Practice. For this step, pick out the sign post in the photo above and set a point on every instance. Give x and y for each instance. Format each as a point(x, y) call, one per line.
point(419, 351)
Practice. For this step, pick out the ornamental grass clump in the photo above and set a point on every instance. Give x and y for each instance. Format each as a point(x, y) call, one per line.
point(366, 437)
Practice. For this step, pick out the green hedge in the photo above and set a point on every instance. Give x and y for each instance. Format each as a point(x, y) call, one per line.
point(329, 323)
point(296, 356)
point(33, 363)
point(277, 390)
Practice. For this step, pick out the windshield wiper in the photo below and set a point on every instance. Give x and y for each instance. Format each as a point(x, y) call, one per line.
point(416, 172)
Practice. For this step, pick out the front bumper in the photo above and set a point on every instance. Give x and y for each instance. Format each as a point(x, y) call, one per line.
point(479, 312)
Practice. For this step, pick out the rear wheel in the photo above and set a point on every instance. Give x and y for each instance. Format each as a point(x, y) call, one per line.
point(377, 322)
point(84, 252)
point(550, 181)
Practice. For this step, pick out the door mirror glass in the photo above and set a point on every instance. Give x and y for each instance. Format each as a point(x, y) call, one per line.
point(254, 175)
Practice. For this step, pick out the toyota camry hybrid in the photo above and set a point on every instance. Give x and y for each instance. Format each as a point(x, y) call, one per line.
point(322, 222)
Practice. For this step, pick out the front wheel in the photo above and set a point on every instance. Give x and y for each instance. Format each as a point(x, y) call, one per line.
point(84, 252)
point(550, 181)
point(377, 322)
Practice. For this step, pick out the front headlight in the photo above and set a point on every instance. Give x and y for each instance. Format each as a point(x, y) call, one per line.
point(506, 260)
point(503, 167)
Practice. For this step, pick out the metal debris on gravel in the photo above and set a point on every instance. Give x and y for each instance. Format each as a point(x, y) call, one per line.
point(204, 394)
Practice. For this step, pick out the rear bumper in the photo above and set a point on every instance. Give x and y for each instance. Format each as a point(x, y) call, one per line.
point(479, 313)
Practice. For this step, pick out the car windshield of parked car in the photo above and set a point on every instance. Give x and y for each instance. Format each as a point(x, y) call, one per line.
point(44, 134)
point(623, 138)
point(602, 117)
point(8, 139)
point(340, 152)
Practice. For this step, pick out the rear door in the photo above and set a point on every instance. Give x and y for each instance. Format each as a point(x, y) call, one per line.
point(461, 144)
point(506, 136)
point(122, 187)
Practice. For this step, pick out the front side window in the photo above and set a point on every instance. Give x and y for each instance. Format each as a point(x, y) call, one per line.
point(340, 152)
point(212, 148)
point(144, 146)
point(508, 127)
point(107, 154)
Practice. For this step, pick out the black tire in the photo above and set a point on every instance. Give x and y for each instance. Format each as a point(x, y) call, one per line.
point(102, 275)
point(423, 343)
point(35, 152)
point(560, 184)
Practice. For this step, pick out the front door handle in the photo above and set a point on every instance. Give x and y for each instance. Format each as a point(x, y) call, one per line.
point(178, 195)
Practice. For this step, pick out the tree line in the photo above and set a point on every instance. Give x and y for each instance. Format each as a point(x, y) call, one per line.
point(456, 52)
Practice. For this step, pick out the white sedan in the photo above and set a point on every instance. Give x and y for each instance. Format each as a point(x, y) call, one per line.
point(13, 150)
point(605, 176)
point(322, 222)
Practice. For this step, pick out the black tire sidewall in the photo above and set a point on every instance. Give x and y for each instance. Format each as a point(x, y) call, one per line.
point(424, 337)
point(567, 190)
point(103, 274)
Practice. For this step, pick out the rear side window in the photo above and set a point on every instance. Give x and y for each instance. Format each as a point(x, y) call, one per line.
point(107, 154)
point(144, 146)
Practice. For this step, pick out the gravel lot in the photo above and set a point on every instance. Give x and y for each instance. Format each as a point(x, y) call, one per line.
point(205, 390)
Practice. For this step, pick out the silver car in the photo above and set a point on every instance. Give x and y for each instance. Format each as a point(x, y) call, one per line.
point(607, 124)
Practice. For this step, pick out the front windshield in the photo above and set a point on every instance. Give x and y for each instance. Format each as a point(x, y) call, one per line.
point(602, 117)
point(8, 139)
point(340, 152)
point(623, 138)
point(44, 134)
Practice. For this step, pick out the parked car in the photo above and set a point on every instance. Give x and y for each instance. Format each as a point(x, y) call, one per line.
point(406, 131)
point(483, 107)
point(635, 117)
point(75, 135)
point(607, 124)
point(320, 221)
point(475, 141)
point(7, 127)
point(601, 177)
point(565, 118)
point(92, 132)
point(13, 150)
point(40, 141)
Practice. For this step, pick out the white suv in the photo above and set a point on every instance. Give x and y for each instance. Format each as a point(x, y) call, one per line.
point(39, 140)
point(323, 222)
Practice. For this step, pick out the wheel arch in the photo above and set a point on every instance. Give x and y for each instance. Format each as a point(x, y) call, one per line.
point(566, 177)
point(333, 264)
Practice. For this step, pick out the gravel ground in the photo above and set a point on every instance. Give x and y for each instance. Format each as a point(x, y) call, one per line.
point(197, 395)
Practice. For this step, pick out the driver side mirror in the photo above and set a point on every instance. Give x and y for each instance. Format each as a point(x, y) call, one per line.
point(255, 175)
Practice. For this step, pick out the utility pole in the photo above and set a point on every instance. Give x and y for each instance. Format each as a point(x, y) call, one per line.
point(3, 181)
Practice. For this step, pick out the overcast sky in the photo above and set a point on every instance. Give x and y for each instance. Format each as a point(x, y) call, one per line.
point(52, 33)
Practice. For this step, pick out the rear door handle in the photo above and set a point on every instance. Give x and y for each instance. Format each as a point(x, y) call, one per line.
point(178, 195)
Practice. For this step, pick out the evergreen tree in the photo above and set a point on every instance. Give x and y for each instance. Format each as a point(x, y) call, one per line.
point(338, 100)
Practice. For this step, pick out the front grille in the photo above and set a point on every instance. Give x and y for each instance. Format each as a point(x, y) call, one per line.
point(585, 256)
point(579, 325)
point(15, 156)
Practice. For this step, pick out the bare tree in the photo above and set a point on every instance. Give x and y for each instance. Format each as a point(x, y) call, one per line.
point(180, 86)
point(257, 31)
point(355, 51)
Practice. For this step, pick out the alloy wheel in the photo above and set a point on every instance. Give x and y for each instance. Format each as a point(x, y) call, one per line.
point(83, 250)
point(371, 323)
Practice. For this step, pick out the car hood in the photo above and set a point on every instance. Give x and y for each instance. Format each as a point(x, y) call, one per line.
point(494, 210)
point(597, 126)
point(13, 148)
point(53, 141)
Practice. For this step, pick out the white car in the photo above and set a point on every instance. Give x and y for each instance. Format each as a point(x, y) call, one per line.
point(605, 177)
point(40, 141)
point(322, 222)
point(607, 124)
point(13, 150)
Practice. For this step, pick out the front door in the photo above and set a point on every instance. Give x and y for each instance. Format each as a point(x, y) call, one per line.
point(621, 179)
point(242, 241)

TO DO:
Retype each record exactly, leaving nothing out.

RIGHT ANSWER:
Practice. For this step, pick out the sign post in the photo above and set a point on every instance. Give x and y for each instance. Format each as a point(x, y) call, one per line.
point(419, 351)
Practice. For this step, pick out the ornamental grass clump in the photo above and set a point on every instance. Give x and y for each instance. Format each as a point(x, y) call, one per line.
point(366, 437)
Practice. For this step, pick out the green hedge in the photo above and set a point on every instance. Give x and y for each instance. Format each as a point(x, y) call, one per line.
point(329, 323)
point(296, 356)
point(33, 363)
point(277, 390)
Practice. For this step, pick out the windshield wiper in the photo below and set a point on every instance. Give x and y for each instance. Format each as a point(x, y) call, one per line.
point(416, 172)
Practice. For this step, pick out the front bumper in the photo above and set a point on every instance. Give x and y for each instance. Format each as a point(x, y) call, one per line.
point(479, 312)
Practice. For this step, pick out the rear wheel in the photo above and set a point on every instance. Give x and y for each instance. Format each as a point(x, y) call, one per line.
point(377, 322)
point(84, 252)
point(550, 181)
Practice. For this step, pick out the door mirror glass in the photo above and set a point on every instance. Give x and y for each instance. Format each as a point(x, y) call, one per line.
point(254, 175)
Practice. For this step, pick out the toyota camry hybrid in the photo above and set a point on every instance. Give x and y for each instance. Format each as a point(x, y) call, one per line.
point(322, 222)
Practice. For this step, pick out the front wheel in the photo above and set a point on every instance. Give x and y for each instance. Format each as a point(x, y) call, one per line.
point(84, 252)
point(550, 181)
point(377, 322)
Practice. For this step, pick out the front headlight in the photo above and set a point on every instance. Give x and y for each instance. Format each as a point(x, y) call, one per line.
point(506, 260)
point(503, 167)
Practice. For this step, pick out the metal debris on gravel in the photo above and set a point on every instance. Give x and y for each instance. Format each as a point(x, y) call, one per line.
point(204, 394)
Practice. For this step, pick out the rear bumper in the photo above and set a point on every instance. Give x and y for each instance. Format each as a point(x, y) call, one per line.
point(479, 313)
Practice. For this step, pick out the car windshield of parked car in the photo above and set a point on every instance. Give x and y for each instance. Format each as a point(x, y) call, one per line.
point(44, 134)
point(623, 138)
point(602, 117)
point(8, 139)
point(340, 152)
Practice. For this step, pick out the rear door in the photo above and set a point on every instance. Give x and y for each instance. Format each as a point(x, y) call, one per line.
point(461, 144)
point(506, 136)
point(122, 187)
Practice. For this step, pick out the front side window in the photo above and set a point on every instance. Give x and y for each instance. Format each as a point(x, y) call, one per line.
point(340, 152)
point(212, 148)
point(144, 146)
point(508, 127)
point(107, 154)
Practice. For this step, pick out the black tire in the photo above and set a point on every instance. Give x and y for each instance. Format each as a point(x, y) call, one per line.
point(102, 275)
point(423, 343)
point(35, 152)
point(560, 184)
Practice. For this step, pick out the front door handle in the photo above and set a point on every instance. Give x and y for each instance. Format each as a point(x, y) call, one per line.
point(178, 195)
Practice. For this step, pick out the tree line in the photo above and set a point on every instance. Give x and y for each instance. Format each as a point(x, y) call, one per line.
point(456, 52)
Practice. For this step, pick out the white sedan in the photo above and set a point on every instance. Give x and y for each instance. Format each as a point(x, y) call, one per line.
point(13, 150)
point(605, 176)
point(322, 222)
Practice. For this step, pick out the black tire sidewall in the photo above and set a point on every instance. Give x and y for each instance. Format each as a point(x, y) call, one per line.
point(424, 337)
point(567, 190)
point(103, 274)
Practice. For this step, pick out the rear side window in the photo above and set a point on every instance. Give x and y for each instance. Format each as a point(x, y) call, one per line.
point(107, 154)
point(144, 146)
Practice. For this step, pick out the gravel lot in the photo above and set a point on every instance. Give x and y for each instance. Format each as a point(x, y) call, one per line.
point(205, 390)
Practice. For this step, pick out the silver car in the photo above and set a point on every instance. Give x and y for each instance. Format each as a point(x, y) call, one per line.
point(607, 124)
Practice. For this step, pick out the front windshield in the photo above and set a point on every instance. Give x and y for each instance. Format each as a point(x, y) call, one per line.
point(602, 117)
point(8, 139)
point(340, 152)
point(623, 138)
point(44, 134)
Practice. For this step, pick out the parked car in the photo above and set a point on every instance. Give x and y for each instance. Format each as a point(x, y) call, one per line.
point(406, 131)
point(483, 107)
point(635, 117)
point(75, 135)
point(607, 124)
point(320, 221)
point(475, 141)
point(7, 127)
point(601, 177)
point(565, 118)
point(92, 132)
point(13, 150)
point(40, 141)
Practice. For this step, pick out the white suv in the photo above and set a point on every instance. Give x and y for each instance. Format each as a point(x, y) call, one per line.
point(39, 140)
point(323, 222)
Practice. For this step, pick out the wheel arch in the photo above and set a point on every instance. Give x and y for each instance. Format each as a point(x, y) call, one per line.
point(566, 177)
point(333, 264)
Practice. For this step, pick out the gravel ground in the photo above and set a point on every instance. Give x and y for each instance. Format each as a point(x, y) call, one per line.
point(197, 395)
Practice. For this step, pick out the driver side mirror in the photo above and set a point on every instance. Give x and y for each instance. Format each as a point(x, y) call, one per line.
point(255, 175)
Practice. For this step, pick out the utility pole in the photo above and set a point on every instance. Give x and y for each instance. Format each as a point(x, y) call, one per line.
point(3, 181)
Practice. For this step, pick out the overcast sky in the photo above and set a point on every instance. Give x and y for each instance. Format each as a point(x, y) call, one per line.
point(52, 33)
Practice. For this step, pick out the rear door handle in the photo above and set a point on every instance. Give x and y for each instance. Format each as a point(x, y) call, one per line.
point(178, 195)
Practice. For this step, pick out the evergreen tree in the photo above and set a point on every instance. Give x and y for each instance. Format each as a point(x, y) call, one per line.
point(338, 100)
Practice. For this step, pick out the front grille in the photo above and set a point on every instance. Give x and y for each instance. Format each as a point(x, y) call, one per line.
point(585, 256)
point(579, 325)
point(15, 156)
Practice. For this step, pick out the bare tree in the photo above and set a point on every instance. Give x and y for each instance. Format each as a point(x, y) call, one per line.
point(180, 86)
point(257, 31)
point(355, 51)
Practice. For this step, pick out the alloy wheel in the photo above and set a point on every instance. Give x and y for each instance. Format each as a point(x, y) call, one per line.
point(83, 250)
point(371, 323)
Practice. For this step, pick out the car hood in the photo above and set a point on every instance. Give x and y for each instance. Format each as a point(x, y) call, one per line.
point(494, 210)
point(597, 126)
point(13, 148)
point(53, 141)
Practice. For this step, pick out the white car in the photo above and set a point on every instance. Give x and y for each instance. Format each as a point(x, y) call, one per line.
point(605, 177)
point(40, 141)
point(322, 222)
point(607, 124)
point(13, 150)
Practice. For this step, pick out the front door in the photo above and set a point on every instance. Give x and y for each instance. Format each as a point(x, y) call, one per line.
point(621, 179)
point(242, 241)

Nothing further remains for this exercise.